:: EXCERPTED PASSAGE ::

Using Iris to access NCEP CFSR 30-year Wave Hindcast

This demonstrates extracting data from a large aggregated archive via OPeNDAP, taking advantage of CF conventions to enable a plot without specification of lon,lat variables, and save extracted data to GRIB2



In [20]:

    
from IPython.core.display import HTML
HTML('<iframe src=http://scitools.org.uk/iris/ width=800 height=350></iframe>')









    Out[20]:



In [21]:

    
import numpy
import matplotlib.pyplot as plt
import datetime as dt

import iris
import iris.plot as iplt
import iris.quickplot as qplt
import cartopy.crs as ccrs



In [22]:

    
def time_near(cube,start):
    timevar=cube.coord('time')
    itime = timevar.nearest_neighbour_index(timevar.units.date2num(start))
    return timevar.points[itime]



In [23]:

    
def myplot(slice,model=None):
    # make the plot
    figure(figsize=(12,8))
    lat=slice.coord(axis='Y').points
    lon=slice.coord(axis='X').points
    time=slice.coord('time')[0]
    subplot(111,aspect=(1.0/cos(mean(lat)*pi/180.0)))
    pcolormesh(lon,lat,masked_invalid(slice.data));
    colorbar()
    grid()
    date_str=time.units.num2date(time.points)
    plt.title('%s: %s: %s' % (model,slice.long_name,date_str));

Extract some data using OPeNDAP



In [24]:

    
# DAP URL: 30 year East Coast wave hindcast (Wave Watch 3 driven by CFSR Winds) 
cubes = iris.load('http://geoport.whoi.edu/thredds/dodsC/fmrc/NCEP/ww3/cfsr/4m/best'); # 4 arc minute resolution
#cubes = iris.load('http://geoport.whoi.edu/thredds/dodsC/fmrc/NCEP/ww3/cfsr/10m/best'); # 10 arc minute resolution



In [25]:

    
print cubes









    



0: Significant height of combined wind waves and swell @ Ground or water surface / (m) (time: 90584; latitude: 481; longitude: 586)
1: u-component of wind @ Ground or water surface / (m/s) (time: 90096; latitude: 481; longitude: 586)

:::
:: DATA PROVIDED ::

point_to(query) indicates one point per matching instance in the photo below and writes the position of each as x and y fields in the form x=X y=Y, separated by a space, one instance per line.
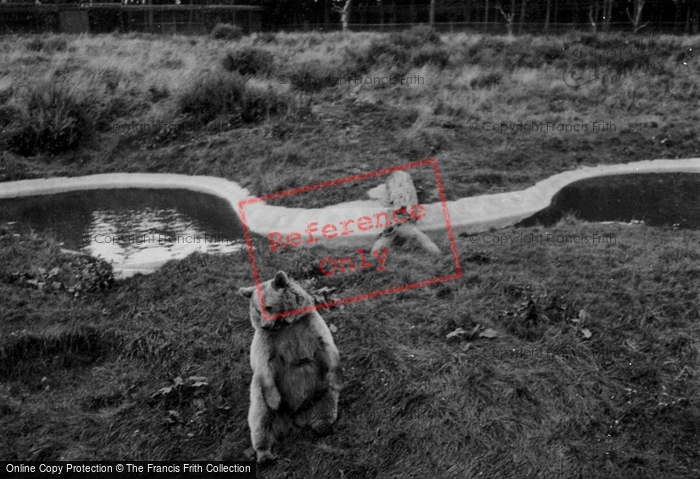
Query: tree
x=344 y=14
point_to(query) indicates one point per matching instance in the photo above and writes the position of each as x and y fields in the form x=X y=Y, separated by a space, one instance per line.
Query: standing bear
x=296 y=367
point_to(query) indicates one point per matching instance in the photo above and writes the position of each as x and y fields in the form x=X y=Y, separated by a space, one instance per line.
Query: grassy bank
x=81 y=375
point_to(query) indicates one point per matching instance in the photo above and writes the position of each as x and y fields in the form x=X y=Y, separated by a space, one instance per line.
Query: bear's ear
x=281 y=281
x=247 y=292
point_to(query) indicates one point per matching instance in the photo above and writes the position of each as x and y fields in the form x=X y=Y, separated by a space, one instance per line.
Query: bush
x=230 y=94
x=226 y=31
x=51 y=120
x=248 y=61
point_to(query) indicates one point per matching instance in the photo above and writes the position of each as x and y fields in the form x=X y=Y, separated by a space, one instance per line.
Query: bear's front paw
x=273 y=398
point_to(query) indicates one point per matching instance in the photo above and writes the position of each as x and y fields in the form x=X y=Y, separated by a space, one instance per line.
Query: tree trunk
x=486 y=15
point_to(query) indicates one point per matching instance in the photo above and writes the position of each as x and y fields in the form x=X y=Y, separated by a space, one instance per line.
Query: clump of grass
x=226 y=31
x=381 y=52
x=486 y=80
x=30 y=352
x=266 y=37
x=230 y=94
x=51 y=119
x=431 y=55
x=47 y=45
x=399 y=51
x=248 y=61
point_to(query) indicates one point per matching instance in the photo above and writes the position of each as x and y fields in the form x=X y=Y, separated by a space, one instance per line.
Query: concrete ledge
x=473 y=215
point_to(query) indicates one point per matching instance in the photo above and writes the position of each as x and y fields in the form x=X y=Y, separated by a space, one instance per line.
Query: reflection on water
x=658 y=199
x=136 y=229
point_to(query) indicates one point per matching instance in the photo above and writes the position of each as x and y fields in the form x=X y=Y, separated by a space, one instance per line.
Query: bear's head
x=280 y=295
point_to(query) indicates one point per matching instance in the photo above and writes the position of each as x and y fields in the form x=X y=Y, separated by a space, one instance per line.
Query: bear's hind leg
x=260 y=421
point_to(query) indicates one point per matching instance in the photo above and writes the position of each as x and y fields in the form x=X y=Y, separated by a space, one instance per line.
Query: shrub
x=51 y=120
x=226 y=31
x=230 y=94
x=248 y=61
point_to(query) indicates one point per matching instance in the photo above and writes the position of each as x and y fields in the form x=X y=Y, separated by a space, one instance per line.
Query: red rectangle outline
x=340 y=181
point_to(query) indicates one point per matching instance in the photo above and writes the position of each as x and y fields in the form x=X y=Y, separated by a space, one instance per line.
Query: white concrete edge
x=472 y=214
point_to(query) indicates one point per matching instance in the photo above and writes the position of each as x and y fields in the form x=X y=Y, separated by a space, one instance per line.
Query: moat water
x=657 y=199
x=129 y=226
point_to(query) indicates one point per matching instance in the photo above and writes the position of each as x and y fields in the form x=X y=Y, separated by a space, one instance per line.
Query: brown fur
x=296 y=367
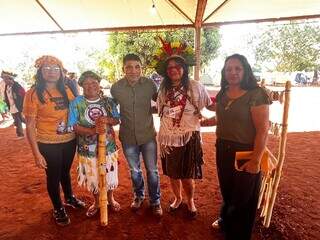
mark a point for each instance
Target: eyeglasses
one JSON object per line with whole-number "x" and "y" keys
{"x": 53, "y": 68}
{"x": 176, "y": 67}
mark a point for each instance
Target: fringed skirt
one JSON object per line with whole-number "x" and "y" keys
{"x": 88, "y": 175}
{"x": 183, "y": 162}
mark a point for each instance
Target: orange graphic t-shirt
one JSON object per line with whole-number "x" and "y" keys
{"x": 51, "y": 116}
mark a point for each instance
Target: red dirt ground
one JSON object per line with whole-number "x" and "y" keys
{"x": 25, "y": 209}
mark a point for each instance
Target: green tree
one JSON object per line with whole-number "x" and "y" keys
{"x": 289, "y": 47}
{"x": 146, "y": 43}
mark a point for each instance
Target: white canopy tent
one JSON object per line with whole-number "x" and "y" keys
{"x": 24, "y": 17}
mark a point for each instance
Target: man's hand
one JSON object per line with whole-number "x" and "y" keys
{"x": 252, "y": 166}
{"x": 101, "y": 124}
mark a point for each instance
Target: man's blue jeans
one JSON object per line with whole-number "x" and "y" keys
{"x": 149, "y": 155}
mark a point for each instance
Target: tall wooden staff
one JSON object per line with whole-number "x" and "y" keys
{"x": 103, "y": 199}
{"x": 283, "y": 140}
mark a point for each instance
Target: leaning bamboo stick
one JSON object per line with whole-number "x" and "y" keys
{"x": 103, "y": 199}
{"x": 281, "y": 156}
{"x": 262, "y": 190}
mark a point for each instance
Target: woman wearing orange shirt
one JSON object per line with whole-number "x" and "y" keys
{"x": 53, "y": 146}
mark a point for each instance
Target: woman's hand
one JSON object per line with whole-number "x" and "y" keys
{"x": 40, "y": 161}
{"x": 252, "y": 166}
{"x": 207, "y": 122}
{"x": 101, "y": 124}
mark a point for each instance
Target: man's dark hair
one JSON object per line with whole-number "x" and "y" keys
{"x": 248, "y": 81}
{"x": 131, "y": 57}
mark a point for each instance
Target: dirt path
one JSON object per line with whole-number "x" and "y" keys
{"x": 25, "y": 210}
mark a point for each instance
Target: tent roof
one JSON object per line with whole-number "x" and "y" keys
{"x": 46, "y": 16}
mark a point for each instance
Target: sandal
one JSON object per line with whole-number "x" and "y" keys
{"x": 115, "y": 206}
{"x": 92, "y": 211}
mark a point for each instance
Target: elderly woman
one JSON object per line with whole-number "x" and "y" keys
{"x": 88, "y": 115}
{"x": 179, "y": 103}
{"x": 53, "y": 147}
{"x": 242, "y": 112}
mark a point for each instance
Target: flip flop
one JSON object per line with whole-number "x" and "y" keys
{"x": 115, "y": 206}
{"x": 92, "y": 211}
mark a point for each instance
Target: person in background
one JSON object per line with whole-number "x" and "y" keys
{"x": 88, "y": 114}
{"x": 53, "y": 146}
{"x": 13, "y": 96}
{"x": 137, "y": 133}
{"x": 242, "y": 114}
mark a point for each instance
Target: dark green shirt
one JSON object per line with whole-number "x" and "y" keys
{"x": 234, "y": 120}
{"x": 136, "y": 125}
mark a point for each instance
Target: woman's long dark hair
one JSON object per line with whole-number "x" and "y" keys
{"x": 248, "y": 81}
{"x": 40, "y": 87}
{"x": 166, "y": 83}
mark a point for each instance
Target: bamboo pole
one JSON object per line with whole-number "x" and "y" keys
{"x": 197, "y": 43}
{"x": 103, "y": 199}
{"x": 282, "y": 146}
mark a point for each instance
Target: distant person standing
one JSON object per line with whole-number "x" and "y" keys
{"x": 13, "y": 97}
{"x": 53, "y": 146}
{"x": 137, "y": 133}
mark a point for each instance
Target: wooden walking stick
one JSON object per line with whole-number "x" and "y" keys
{"x": 103, "y": 199}
{"x": 283, "y": 140}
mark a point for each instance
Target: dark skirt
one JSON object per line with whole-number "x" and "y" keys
{"x": 184, "y": 162}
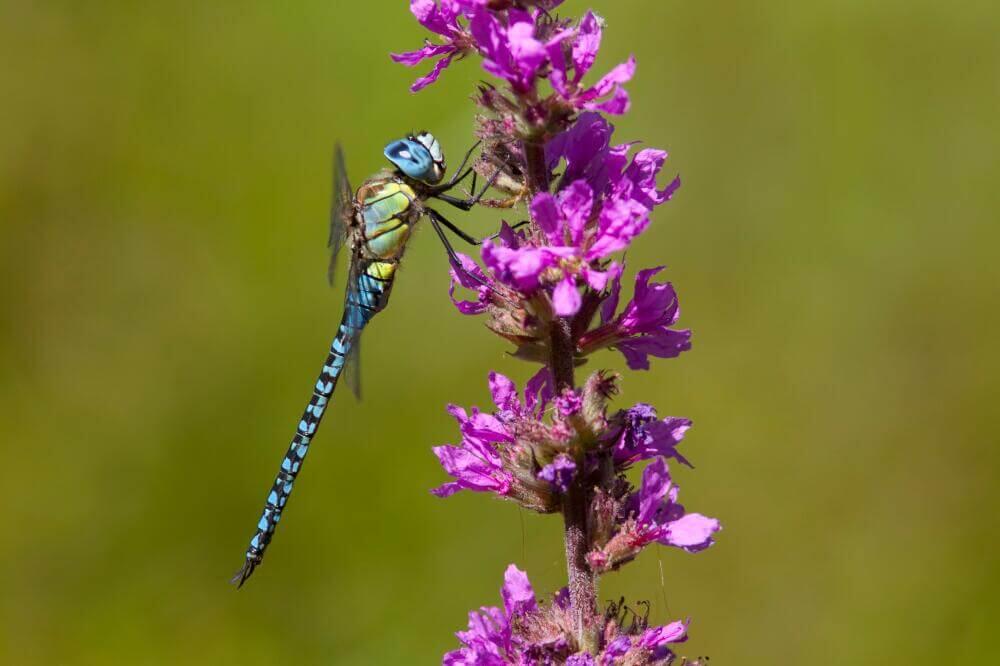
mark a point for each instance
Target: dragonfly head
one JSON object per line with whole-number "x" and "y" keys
{"x": 418, "y": 156}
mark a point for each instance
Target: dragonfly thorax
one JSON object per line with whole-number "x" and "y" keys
{"x": 387, "y": 208}
{"x": 418, "y": 156}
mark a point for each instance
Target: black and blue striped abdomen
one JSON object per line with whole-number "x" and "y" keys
{"x": 367, "y": 294}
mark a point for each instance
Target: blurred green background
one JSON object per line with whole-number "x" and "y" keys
{"x": 164, "y": 184}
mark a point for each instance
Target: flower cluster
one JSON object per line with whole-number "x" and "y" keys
{"x": 551, "y": 286}
{"x": 519, "y": 46}
{"x": 530, "y": 454}
{"x": 526, "y": 631}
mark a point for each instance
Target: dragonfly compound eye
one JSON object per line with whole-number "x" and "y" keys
{"x": 419, "y": 158}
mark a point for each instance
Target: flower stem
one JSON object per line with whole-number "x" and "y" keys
{"x": 582, "y": 581}
{"x": 537, "y": 173}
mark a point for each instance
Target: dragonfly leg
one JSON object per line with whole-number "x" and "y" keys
{"x": 459, "y": 176}
{"x": 440, "y": 219}
{"x": 467, "y": 204}
{"x": 436, "y": 221}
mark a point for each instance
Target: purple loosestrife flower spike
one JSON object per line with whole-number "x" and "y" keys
{"x": 443, "y": 20}
{"x": 553, "y": 289}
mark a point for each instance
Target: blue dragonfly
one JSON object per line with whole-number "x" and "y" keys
{"x": 375, "y": 222}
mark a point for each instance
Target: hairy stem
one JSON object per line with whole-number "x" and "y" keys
{"x": 582, "y": 581}
{"x": 537, "y": 173}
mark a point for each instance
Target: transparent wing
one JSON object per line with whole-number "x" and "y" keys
{"x": 353, "y": 361}
{"x": 341, "y": 210}
{"x": 353, "y": 369}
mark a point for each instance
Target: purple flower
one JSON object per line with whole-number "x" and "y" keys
{"x": 475, "y": 463}
{"x": 482, "y": 461}
{"x": 586, "y": 147}
{"x": 559, "y": 472}
{"x": 469, "y": 275}
{"x": 441, "y": 19}
{"x": 578, "y": 235}
{"x": 518, "y": 596}
{"x": 660, "y": 518}
{"x": 643, "y": 327}
{"x": 656, "y": 639}
{"x": 582, "y": 54}
{"x": 511, "y": 52}
{"x": 616, "y": 649}
{"x": 489, "y": 639}
{"x": 644, "y": 436}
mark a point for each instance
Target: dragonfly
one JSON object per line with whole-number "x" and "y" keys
{"x": 375, "y": 222}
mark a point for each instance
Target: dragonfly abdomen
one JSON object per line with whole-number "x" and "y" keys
{"x": 368, "y": 295}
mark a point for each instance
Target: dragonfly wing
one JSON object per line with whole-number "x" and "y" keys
{"x": 353, "y": 361}
{"x": 341, "y": 209}
{"x": 353, "y": 369}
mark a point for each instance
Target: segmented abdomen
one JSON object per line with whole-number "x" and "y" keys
{"x": 367, "y": 295}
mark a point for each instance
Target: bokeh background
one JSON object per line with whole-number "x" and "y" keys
{"x": 164, "y": 185}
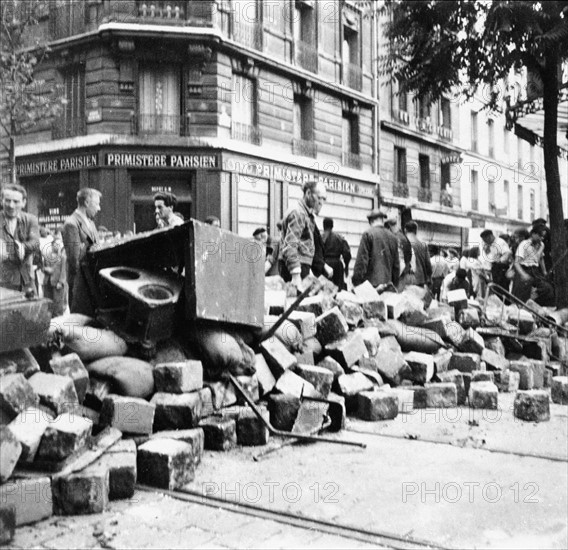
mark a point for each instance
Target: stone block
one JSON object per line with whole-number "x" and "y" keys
{"x": 441, "y": 396}
{"x": 465, "y": 362}
{"x": 10, "y": 452}
{"x": 457, "y": 378}
{"x": 16, "y": 394}
{"x": 28, "y": 428}
{"x": 508, "y": 381}
{"x": 371, "y": 338}
{"x": 526, "y": 372}
{"x": 348, "y": 350}
{"x": 532, "y": 406}
{"x": 472, "y": 342}
{"x": 266, "y": 380}
{"x": 251, "y": 431}
{"x": 279, "y": 359}
{"x": 494, "y": 360}
{"x": 19, "y": 361}
{"x": 293, "y": 384}
{"x": 220, "y": 433}
{"x": 179, "y": 377}
{"x": 331, "y": 365}
{"x": 176, "y": 410}
{"x": 483, "y": 395}
{"x": 56, "y": 392}
{"x": 128, "y": 414}
{"x": 65, "y": 435}
{"x": 377, "y": 405}
{"x": 165, "y": 463}
{"x": 31, "y": 497}
{"x": 251, "y": 386}
{"x": 421, "y": 366}
{"x": 72, "y": 366}
{"x": 482, "y": 376}
{"x": 559, "y": 390}
{"x": 320, "y": 377}
{"x": 84, "y": 492}
{"x": 194, "y": 436}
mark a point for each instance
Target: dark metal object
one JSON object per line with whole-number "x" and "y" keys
{"x": 274, "y": 431}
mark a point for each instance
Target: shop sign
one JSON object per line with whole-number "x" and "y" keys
{"x": 57, "y": 165}
{"x": 151, "y": 160}
{"x": 296, "y": 175}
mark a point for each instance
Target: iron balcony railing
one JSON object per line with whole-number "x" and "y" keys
{"x": 353, "y": 76}
{"x": 307, "y": 56}
{"x": 304, "y": 147}
{"x": 68, "y": 127}
{"x": 400, "y": 190}
{"x": 424, "y": 194}
{"x": 174, "y": 125}
{"x": 353, "y": 160}
{"x": 246, "y": 132}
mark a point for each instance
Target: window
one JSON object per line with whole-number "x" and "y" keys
{"x": 474, "y": 190}
{"x": 446, "y": 113}
{"x": 244, "y": 123}
{"x": 72, "y": 121}
{"x": 400, "y": 164}
{"x": 424, "y": 162}
{"x": 491, "y": 138}
{"x": 159, "y": 99}
{"x": 474, "y": 131}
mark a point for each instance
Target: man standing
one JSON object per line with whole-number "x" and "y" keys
{"x": 19, "y": 239}
{"x": 335, "y": 248}
{"x": 164, "y": 205}
{"x": 497, "y": 253}
{"x": 302, "y": 246}
{"x": 377, "y": 258}
{"x": 79, "y": 233}
{"x": 423, "y": 269}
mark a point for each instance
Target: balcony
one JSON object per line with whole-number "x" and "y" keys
{"x": 147, "y": 124}
{"x": 445, "y": 133}
{"x": 307, "y": 56}
{"x": 353, "y": 76}
{"x": 352, "y": 160}
{"x": 304, "y": 147}
{"x": 246, "y": 132}
{"x": 446, "y": 199}
{"x": 424, "y": 194}
{"x": 247, "y": 34}
{"x": 425, "y": 125}
{"x": 68, "y": 127}
{"x": 400, "y": 190}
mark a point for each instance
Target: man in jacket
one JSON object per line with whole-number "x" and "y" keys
{"x": 377, "y": 258}
{"x": 79, "y": 233}
{"x": 302, "y": 245}
{"x": 19, "y": 240}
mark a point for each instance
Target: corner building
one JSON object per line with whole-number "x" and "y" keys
{"x": 231, "y": 105}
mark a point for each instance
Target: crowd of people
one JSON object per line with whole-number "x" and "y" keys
{"x": 389, "y": 257}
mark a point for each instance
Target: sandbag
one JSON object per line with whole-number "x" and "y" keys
{"x": 416, "y": 338}
{"x": 222, "y": 351}
{"x": 91, "y": 343}
{"x": 128, "y": 376}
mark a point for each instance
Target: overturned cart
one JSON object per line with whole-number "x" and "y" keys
{"x": 203, "y": 288}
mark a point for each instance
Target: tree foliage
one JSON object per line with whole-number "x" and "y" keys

:::

**TO-DO LIST:**
1: From the wave hindcast notebook, copy the text from "date_str=time.units.num2date(time.points)" up to and including "by CFSR Winds)".
2: Answer these about the wave hindcast notebook:
(a) What format does the opening description say the extracted data will be saved to?
(b) What resolution is noted beside the URL that is loaded without being commented out?
(c) How many latitude points does the listing for significant wave height show?
The data here come from a separate source.

**ANSWERS TO THE TASKS:**
1:
date_str=time.units.num2date(time.points)
    plt.title('%s: %s: %s' % (model,slice.long_name,date_str));

Extract some data using OPeNDAP



In [24]:

    
# DAP URL: 30 year East Coast wave hindcast (Wave Watch 3 driven by CFSR Winds)

2:
(a) GRIB2
(b) 4 arc minute resolution
(c) 481